__Exercise requirements__.
Please output the entries below from the line that contains "Every instance of the street" through the final line, reproduced exactly and alone.

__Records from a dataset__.
-*-

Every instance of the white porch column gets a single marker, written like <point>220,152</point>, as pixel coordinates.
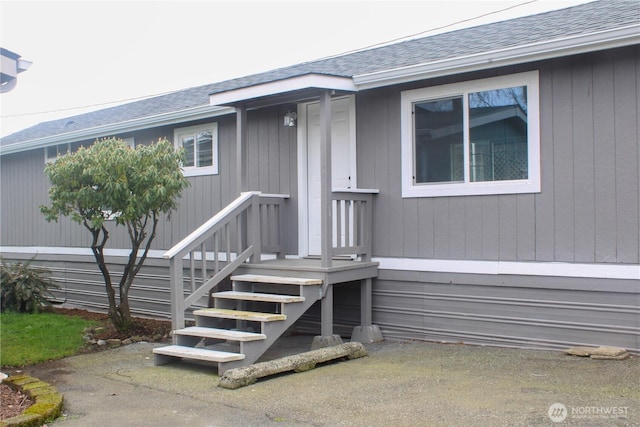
<point>325,178</point>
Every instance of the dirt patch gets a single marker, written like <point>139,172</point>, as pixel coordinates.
<point>13,402</point>
<point>154,328</point>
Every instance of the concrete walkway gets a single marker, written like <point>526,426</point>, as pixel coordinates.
<point>398,384</point>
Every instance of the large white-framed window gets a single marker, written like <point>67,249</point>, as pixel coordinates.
<point>472,138</point>
<point>201,148</point>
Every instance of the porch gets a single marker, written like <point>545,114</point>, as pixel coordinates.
<point>254,292</point>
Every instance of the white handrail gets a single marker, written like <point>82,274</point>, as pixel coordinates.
<point>185,243</point>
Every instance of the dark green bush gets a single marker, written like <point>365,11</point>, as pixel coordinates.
<point>24,288</point>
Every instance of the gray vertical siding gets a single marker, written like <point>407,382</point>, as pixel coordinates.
<point>272,158</point>
<point>588,210</point>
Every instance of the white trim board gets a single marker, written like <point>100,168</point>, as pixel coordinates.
<point>553,269</point>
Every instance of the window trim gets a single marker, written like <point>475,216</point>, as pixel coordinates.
<point>48,159</point>
<point>195,170</point>
<point>529,79</point>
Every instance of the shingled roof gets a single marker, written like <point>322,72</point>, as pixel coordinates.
<point>586,19</point>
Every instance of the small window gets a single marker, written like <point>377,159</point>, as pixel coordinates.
<point>131,142</point>
<point>477,137</point>
<point>53,152</point>
<point>201,148</point>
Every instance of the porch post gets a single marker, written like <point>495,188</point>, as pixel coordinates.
<point>241,149</point>
<point>325,179</point>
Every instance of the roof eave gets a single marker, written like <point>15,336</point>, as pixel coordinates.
<point>573,45</point>
<point>173,117</point>
<point>287,85</point>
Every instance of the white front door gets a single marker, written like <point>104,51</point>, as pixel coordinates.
<point>343,165</point>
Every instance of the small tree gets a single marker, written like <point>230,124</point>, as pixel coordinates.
<point>112,182</point>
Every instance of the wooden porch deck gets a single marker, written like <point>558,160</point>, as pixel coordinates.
<point>341,270</point>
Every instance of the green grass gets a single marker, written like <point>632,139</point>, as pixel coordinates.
<point>28,339</point>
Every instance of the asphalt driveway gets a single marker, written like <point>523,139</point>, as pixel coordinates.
<point>398,384</point>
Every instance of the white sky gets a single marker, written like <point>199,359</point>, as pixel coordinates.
<point>89,55</point>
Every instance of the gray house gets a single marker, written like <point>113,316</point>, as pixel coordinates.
<point>478,186</point>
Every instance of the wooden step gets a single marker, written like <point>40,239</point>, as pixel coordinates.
<point>239,315</point>
<point>255,296</point>
<point>279,280</point>
<point>221,334</point>
<point>197,353</point>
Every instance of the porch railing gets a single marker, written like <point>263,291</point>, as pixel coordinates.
<point>352,227</point>
<point>249,226</point>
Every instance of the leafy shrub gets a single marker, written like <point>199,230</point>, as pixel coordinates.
<point>24,288</point>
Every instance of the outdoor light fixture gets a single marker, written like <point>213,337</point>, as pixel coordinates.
<point>290,119</point>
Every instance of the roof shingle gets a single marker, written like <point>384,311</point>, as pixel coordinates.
<point>579,20</point>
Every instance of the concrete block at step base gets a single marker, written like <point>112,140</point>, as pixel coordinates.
<point>239,377</point>
<point>367,334</point>
<point>322,341</point>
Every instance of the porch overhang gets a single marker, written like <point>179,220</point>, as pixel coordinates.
<point>294,89</point>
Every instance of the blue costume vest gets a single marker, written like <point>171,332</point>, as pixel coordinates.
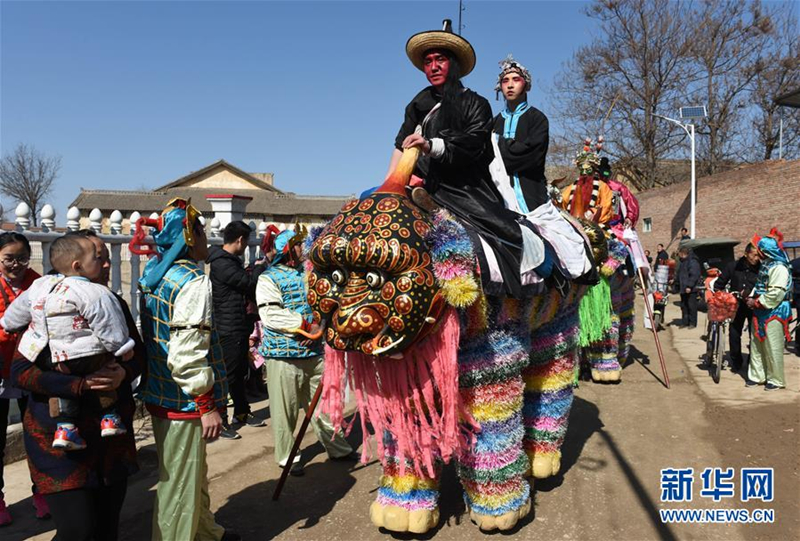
<point>782,312</point>
<point>293,295</point>
<point>156,315</point>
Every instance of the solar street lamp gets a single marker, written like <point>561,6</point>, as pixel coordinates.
<point>689,113</point>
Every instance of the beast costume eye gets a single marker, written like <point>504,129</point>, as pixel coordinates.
<point>338,277</point>
<point>374,279</point>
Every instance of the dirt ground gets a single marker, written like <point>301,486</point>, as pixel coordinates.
<point>619,438</point>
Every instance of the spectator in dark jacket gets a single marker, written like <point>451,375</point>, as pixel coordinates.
<point>688,278</point>
<point>740,276</point>
<point>661,255</point>
<point>231,287</point>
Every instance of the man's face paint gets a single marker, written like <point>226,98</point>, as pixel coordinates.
<point>513,86</point>
<point>436,66</point>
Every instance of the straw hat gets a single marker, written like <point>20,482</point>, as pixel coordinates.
<point>420,43</point>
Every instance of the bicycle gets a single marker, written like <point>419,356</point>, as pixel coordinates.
<point>722,307</point>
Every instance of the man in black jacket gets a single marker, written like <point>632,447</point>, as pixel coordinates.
<point>523,136</point>
<point>661,255</point>
<point>455,125</point>
<point>231,287</point>
<point>740,276</point>
<point>688,278</point>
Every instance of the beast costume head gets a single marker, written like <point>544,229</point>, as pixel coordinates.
<point>587,160</point>
<point>372,279</point>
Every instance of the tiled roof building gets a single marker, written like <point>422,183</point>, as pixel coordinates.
<point>268,202</point>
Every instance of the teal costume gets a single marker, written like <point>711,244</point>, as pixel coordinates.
<point>770,327</point>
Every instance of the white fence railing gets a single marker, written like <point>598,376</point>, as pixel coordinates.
<point>125,266</point>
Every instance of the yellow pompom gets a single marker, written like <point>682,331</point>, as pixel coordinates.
<point>461,291</point>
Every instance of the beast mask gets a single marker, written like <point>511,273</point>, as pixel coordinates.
<point>372,281</point>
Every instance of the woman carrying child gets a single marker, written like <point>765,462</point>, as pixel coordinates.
<point>85,489</point>
<point>15,277</point>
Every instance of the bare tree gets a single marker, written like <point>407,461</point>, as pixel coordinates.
<point>727,49</point>
<point>781,74</point>
<point>27,175</point>
<point>639,62</point>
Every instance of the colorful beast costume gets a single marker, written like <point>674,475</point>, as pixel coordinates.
<point>440,370</point>
<point>607,311</point>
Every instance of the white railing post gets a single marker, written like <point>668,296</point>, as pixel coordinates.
<point>48,215</point>
<point>73,219</point>
<point>116,253</point>
<point>134,271</point>
<point>23,214</point>
<point>48,220</point>
<point>96,220</point>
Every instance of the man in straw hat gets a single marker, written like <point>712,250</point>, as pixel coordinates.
<point>451,125</point>
<point>186,384</point>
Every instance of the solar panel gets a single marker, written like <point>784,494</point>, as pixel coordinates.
<point>694,112</point>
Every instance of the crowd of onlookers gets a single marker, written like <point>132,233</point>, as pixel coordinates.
<point>766,284</point>
<point>70,353</point>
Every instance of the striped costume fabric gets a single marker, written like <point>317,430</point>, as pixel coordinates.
<point>549,384</point>
<point>492,470</point>
<point>406,489</point>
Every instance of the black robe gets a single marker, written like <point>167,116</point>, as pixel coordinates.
<point>524,155</point>
<point>459,180</point>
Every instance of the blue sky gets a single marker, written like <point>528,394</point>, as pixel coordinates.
<point>135,94</point>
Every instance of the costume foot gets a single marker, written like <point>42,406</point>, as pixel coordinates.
<point>606,376</point>
<point>506,521</point>
<point>397,519</point>
<point>545,466</point>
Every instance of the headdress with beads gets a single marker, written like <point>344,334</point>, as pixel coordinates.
<point>509,65</point>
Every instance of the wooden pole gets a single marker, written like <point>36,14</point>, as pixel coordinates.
<point>296,447</point>
<point>653,327</point>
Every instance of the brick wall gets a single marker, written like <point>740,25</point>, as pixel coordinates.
<point>736,204</point>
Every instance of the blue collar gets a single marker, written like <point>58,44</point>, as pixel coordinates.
<point>511,119</point>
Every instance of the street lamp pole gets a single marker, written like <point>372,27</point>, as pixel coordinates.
<point>689,129</point>
<point>694,183</point>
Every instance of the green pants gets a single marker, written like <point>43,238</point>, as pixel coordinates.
<point>182,511</point>
<point>291,384</point>
<point>766,357</point>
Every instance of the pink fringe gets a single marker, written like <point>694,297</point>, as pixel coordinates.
<point>415,398</point>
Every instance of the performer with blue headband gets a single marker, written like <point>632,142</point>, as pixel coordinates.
<point>186,384</point>
<point>771,304</point>
<point>292,348</point>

-*-

__Response below__.
Every instance of the street lamp pole gets a single marker, written like <point>372,27</point>, as pixel coordinates.
<point>689,129</point>
<point>694,183</point>
Every instance of the green pants gets a single marker, written like <point>43,238</point>, as pixel coordinates.
<point>182,511</point>
<point>291,384</point>
<point>766,357</point>
Every instance of the pink fringe gets a single marker, written like <point>694,297</point>, as pixel coordinates.
<point>415,398</point>
Every instance of the performer with blue headband gets a single marker, written like <point>632,142</point>, as pixel coordinates.
<point>186,384</point>
<point>771,304</point>
<point>292,348</point>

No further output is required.